▶ Document section:
----------

The apicoplast evolved in its new role to preserve only those functions and genes necessary to beneficially contribute to the host-organelle relationship. The ancestral genome of more than 150 kb was reduced through deletions and rearrangements to its present 35 kb size. During the reorganization of the plastid the apicoplast lost its ability to photosynthesize. These losses of function are hypothesized to have occurred at an early evolutionary stage in order to have allowed sufficient time for the complete degradation of acknowledged photosynthetic relicts and the disappearance of a nucleomorph.

==Architecture and distribution==
Most Apicomplexa contain a single ovoid shaped apicoplast that is found at the anterior of the invading parasitic cell. The apicoplast is situated close to the cell's nucleus and often closely associated with a mitochondrion. The small plastid, only 0.15–1.5 μm in diameter, is surrounded by four membranes. The two inner membranes are derived from the algal plastid membranes; the next membrane out is called the periplastid membrane and is derived from the algal plasma membrane; Finally the outermost membrane belongs to the host endomembrane system. Within the apicoplast's stroma is a 35 kb long circular DNA strand that codes for approximately 30 proteins, tRNAs and some RNAs. Particles suspected to be bacterial ribosomes are present. The plastid, at least in the Plasmodium species, also contains "tubular whorls" of membrane that bear a striking resemblance to the thylakoids of their chloroplast relatives. The import of proteins into the apicoplast through the four membranes occurs through translocation complexes that originate from the algal plastid (for example:) or from a duplication of the endoplasmic-reticulum-associated protein degradation (for example:).

== Function ==
The apicoplast is a vital organelle to the parasite's survival. Tetracycline, an antibiotic also used to combat malaria infections, is thought to function by targeting the apicoplast. It hosts four main metabolic pathways:

===Fatty acid synthesis===

The destruction of the apicoplast does not immediately kill the parasite but instead prevents it from invading new host cells. This observation suggests that the apicoplast may be involved in lipid metabolism. If unable to synthesize sufficient fatty acids, the parasite is unable to form the parasitophorous vacuole (PV) that is imperative to a successful invasion of host cells. This conclusion is supported by the discovery of type II fatty acid synthase (FAS) machinery in the apicoplast.

===Isoprenoid synthesis===

The apicoplast is also thought to have a role in isoprenoid synthesis, which are prosthetic groups on many enzymes and also act as precursors to ubiquinones (involved in electron transport) and dolichols (involved in glycoprotein formation). The apicoplast contains the 2-C-Methyl-D-erythritol 4-phosphate (MEP)/1-deoxy-D-xylulose-5-phosphate (DOXP) pathway for isoprenoid precursor synthesis and is the sole site for such synthesis in the Plasmodium cell.

===Heme synthesis===

The apicoplast has also been implicated with heme synthesis and amino acid synthesis. It is also suggested to have a role in cell development. These functions, however, are merely postulations and are not yet conclusively supported by experimentation.

===Iron-sulphur cluster synthesis===

Various iron-sulphur cluster biosynthetic enzymes including SufB or Orf470 have been identified in the apicoplast genome.

----------

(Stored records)
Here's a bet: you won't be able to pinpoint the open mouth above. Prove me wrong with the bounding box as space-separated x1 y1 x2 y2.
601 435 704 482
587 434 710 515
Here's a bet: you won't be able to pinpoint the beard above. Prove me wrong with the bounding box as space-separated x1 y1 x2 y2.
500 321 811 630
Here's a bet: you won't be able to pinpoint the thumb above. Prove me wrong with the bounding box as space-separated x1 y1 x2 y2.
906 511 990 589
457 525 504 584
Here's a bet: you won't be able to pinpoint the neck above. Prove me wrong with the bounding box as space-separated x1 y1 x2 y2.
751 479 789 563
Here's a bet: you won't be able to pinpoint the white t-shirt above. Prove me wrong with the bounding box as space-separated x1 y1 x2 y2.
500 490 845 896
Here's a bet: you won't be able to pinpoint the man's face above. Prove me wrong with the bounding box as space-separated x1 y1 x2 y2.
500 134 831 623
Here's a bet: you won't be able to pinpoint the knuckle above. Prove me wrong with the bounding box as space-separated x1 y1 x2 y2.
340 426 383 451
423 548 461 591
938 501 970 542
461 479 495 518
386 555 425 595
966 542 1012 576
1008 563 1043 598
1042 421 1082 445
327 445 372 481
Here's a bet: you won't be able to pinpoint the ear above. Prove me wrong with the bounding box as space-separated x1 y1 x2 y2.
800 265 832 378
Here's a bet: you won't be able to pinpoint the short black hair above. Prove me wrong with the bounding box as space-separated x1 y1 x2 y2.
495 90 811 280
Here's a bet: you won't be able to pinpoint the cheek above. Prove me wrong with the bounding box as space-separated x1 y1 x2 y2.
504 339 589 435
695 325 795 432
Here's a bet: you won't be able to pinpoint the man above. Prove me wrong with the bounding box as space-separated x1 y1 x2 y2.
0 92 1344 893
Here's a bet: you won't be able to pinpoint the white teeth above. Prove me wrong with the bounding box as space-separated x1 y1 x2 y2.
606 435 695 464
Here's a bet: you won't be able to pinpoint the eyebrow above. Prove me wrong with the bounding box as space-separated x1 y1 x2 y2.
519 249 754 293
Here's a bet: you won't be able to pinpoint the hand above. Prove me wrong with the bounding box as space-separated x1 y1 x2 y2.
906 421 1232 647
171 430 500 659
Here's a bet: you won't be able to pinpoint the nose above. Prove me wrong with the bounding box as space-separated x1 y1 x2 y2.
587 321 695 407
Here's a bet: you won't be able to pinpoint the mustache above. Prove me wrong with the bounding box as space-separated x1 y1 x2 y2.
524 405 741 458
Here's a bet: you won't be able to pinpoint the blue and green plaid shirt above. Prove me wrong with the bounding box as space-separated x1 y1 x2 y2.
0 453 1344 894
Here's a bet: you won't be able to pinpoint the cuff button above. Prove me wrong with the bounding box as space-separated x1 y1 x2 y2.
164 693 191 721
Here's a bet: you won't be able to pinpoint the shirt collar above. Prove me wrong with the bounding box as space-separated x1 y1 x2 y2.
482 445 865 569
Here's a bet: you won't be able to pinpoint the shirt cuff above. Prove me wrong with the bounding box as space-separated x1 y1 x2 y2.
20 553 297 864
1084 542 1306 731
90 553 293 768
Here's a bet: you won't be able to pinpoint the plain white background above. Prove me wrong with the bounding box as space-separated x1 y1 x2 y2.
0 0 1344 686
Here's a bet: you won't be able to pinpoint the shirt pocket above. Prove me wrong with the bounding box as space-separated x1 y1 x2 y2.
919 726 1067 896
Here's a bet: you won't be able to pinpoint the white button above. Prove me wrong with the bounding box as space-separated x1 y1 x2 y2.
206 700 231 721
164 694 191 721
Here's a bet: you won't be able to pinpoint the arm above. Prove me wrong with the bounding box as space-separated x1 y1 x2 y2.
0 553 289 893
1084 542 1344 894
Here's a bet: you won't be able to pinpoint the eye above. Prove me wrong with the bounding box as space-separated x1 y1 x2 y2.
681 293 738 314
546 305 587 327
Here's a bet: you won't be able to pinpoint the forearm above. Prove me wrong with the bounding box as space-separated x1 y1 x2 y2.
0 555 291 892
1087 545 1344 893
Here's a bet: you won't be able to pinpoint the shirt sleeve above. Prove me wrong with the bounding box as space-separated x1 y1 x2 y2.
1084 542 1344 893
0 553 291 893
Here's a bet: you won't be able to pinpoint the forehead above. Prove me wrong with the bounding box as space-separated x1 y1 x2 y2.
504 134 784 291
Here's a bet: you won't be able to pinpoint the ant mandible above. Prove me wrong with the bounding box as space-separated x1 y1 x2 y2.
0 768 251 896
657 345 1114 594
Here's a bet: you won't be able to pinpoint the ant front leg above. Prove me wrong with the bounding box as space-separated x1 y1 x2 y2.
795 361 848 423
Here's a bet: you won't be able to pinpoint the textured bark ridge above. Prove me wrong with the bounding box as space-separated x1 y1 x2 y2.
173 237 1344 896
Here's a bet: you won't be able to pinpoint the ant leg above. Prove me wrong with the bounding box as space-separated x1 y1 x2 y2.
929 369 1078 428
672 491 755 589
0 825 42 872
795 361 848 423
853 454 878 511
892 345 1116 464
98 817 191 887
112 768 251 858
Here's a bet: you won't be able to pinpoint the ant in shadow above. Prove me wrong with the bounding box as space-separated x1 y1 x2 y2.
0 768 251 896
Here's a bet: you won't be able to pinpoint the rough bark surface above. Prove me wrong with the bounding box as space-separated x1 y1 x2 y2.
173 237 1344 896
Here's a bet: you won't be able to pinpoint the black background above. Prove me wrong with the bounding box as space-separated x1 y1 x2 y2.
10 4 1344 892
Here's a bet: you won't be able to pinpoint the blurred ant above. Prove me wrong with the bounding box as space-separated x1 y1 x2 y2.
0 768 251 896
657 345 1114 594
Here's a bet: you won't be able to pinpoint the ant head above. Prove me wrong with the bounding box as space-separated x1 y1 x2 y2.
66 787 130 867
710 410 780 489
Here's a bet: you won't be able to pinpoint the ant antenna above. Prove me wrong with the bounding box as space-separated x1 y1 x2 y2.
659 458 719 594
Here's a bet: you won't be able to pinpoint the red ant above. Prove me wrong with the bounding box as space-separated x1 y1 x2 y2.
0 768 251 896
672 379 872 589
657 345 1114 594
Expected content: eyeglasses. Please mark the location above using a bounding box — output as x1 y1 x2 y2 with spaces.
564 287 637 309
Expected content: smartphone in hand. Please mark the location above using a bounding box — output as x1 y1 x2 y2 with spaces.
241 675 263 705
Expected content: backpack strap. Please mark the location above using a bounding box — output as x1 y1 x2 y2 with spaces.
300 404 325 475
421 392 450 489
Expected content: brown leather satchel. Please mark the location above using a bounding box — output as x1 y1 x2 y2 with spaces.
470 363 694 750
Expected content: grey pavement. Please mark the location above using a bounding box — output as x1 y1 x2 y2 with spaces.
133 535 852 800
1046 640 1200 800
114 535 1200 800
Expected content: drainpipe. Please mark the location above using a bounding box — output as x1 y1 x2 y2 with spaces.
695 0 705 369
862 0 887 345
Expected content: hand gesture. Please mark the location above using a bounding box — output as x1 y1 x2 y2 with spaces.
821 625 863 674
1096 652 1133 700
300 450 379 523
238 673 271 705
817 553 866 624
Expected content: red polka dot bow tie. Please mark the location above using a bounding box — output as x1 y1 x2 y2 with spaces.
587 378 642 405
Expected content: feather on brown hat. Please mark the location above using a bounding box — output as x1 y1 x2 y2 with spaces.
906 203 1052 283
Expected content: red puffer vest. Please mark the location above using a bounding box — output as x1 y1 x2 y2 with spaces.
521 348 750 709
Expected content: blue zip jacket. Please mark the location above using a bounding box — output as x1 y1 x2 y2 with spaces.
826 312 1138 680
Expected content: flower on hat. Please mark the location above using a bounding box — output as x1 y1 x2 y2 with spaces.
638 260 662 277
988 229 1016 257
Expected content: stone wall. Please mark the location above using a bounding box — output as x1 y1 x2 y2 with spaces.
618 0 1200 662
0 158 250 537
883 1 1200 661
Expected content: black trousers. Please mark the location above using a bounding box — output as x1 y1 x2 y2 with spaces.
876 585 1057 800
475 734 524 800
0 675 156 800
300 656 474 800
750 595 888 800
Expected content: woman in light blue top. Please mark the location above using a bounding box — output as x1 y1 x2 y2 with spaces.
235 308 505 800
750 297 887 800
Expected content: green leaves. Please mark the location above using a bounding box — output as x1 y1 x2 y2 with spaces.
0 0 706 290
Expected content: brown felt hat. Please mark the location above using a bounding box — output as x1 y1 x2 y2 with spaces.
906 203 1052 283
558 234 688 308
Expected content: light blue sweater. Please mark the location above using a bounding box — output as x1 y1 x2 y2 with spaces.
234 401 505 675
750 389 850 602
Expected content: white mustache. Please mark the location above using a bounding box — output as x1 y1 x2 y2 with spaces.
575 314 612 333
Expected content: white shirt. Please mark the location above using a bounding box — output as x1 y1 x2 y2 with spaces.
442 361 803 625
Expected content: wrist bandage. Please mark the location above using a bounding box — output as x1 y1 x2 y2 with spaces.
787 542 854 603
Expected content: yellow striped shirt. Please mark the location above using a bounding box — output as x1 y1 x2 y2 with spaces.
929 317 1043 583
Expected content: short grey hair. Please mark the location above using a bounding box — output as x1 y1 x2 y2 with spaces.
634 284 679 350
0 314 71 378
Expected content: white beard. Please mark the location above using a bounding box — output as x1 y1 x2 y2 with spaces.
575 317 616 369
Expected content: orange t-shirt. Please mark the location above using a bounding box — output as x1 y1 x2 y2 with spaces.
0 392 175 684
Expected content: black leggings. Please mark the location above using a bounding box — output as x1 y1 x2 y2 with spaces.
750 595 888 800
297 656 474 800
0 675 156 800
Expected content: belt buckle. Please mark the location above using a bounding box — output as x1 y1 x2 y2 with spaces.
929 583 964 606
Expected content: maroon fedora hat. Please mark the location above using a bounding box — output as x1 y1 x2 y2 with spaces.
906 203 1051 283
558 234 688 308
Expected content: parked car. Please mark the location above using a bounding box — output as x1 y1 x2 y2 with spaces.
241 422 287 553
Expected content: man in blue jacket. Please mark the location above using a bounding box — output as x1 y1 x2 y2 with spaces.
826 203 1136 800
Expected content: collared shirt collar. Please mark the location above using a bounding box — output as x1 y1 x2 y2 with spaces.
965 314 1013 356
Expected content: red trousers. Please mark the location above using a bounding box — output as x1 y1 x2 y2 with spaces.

----------

▶ Exercise objective:
Reproduce the apicoplast section word for word, beginning at the words "The apicoplast is also" and stopping after "the Plasmodium cell.". The data has no role in any of this.

▶ Written answer:
The apicoplast is also thought to have a role in isoprenoid synthesis, which are prosthetic groups on many enzymes and also act as precursors to ubiquinones (involved in electron transport) and dolichols (involved in glycoprotein formation). The apicoplast contains the 2-C-Methyl-D-erythritol 4-phosphate (MEP)/1-deoxy-D-xylulose-5-phosphate (DOXP) pathway for isoprenoid precursor synthesis and is the sole site for such synthesis in the Plasmodium cell.